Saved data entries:

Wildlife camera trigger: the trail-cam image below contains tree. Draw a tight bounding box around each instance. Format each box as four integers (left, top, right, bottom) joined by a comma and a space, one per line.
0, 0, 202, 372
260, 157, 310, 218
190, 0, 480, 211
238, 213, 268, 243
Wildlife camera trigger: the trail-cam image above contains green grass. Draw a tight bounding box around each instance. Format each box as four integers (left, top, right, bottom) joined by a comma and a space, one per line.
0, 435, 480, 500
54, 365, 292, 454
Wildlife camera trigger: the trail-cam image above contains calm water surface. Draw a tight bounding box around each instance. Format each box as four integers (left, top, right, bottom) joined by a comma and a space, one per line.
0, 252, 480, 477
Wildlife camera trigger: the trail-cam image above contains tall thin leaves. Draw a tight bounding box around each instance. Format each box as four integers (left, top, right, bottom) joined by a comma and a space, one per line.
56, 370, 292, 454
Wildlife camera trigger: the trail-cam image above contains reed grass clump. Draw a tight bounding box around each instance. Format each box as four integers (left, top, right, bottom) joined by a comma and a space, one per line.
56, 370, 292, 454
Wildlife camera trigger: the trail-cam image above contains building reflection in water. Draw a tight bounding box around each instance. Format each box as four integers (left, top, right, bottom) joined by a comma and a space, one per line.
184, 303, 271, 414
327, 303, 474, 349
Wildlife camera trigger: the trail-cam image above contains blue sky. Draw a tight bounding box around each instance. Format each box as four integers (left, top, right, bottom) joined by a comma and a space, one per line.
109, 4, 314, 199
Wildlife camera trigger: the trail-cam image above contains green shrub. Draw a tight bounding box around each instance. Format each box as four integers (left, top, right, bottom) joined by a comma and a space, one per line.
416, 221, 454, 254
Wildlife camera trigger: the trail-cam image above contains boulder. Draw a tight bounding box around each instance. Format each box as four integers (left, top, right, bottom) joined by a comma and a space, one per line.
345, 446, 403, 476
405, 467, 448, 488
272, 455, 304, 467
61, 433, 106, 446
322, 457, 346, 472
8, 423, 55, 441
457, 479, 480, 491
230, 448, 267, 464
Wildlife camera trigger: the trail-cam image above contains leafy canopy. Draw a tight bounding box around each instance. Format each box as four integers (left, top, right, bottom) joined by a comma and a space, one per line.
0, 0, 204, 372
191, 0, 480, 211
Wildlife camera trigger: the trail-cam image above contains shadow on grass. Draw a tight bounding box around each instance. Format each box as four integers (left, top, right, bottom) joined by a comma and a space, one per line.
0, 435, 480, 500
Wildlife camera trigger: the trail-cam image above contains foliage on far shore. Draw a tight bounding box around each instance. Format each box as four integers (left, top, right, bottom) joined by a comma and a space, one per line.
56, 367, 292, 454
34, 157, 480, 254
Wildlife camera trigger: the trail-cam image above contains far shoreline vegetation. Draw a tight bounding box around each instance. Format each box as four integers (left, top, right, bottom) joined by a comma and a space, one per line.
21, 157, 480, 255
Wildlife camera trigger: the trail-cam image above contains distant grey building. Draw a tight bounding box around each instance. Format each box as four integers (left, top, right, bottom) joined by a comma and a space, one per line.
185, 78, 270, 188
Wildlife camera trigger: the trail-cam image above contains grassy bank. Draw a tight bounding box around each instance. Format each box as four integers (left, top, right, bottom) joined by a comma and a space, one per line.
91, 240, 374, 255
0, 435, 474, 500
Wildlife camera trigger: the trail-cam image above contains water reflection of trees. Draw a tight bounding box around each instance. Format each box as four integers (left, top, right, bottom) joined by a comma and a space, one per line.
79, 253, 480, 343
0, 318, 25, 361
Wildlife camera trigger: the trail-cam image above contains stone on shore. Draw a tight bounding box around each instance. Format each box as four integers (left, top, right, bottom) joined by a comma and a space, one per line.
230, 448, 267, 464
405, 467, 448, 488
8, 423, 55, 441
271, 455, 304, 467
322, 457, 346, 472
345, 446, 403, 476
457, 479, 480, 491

## [Task instructions]
Render everything from the line that contains "above contains distant" down to the line that contains "185, 78, 270, 188" as a two-column CSV with the headers request and answer, one row per request. Put each request's text and its answer in a single quoted field, replacing line breaks with spaces.

## [Completed task]
request,answer
"Wildlife camera trigger: the trail-cam image above contains distant grey building. Draw a tight bounding box around each instance. Format each box as four integers (left, top, right, bottom) joined by a comma and a space, one per line.","185, 78, 270, 188"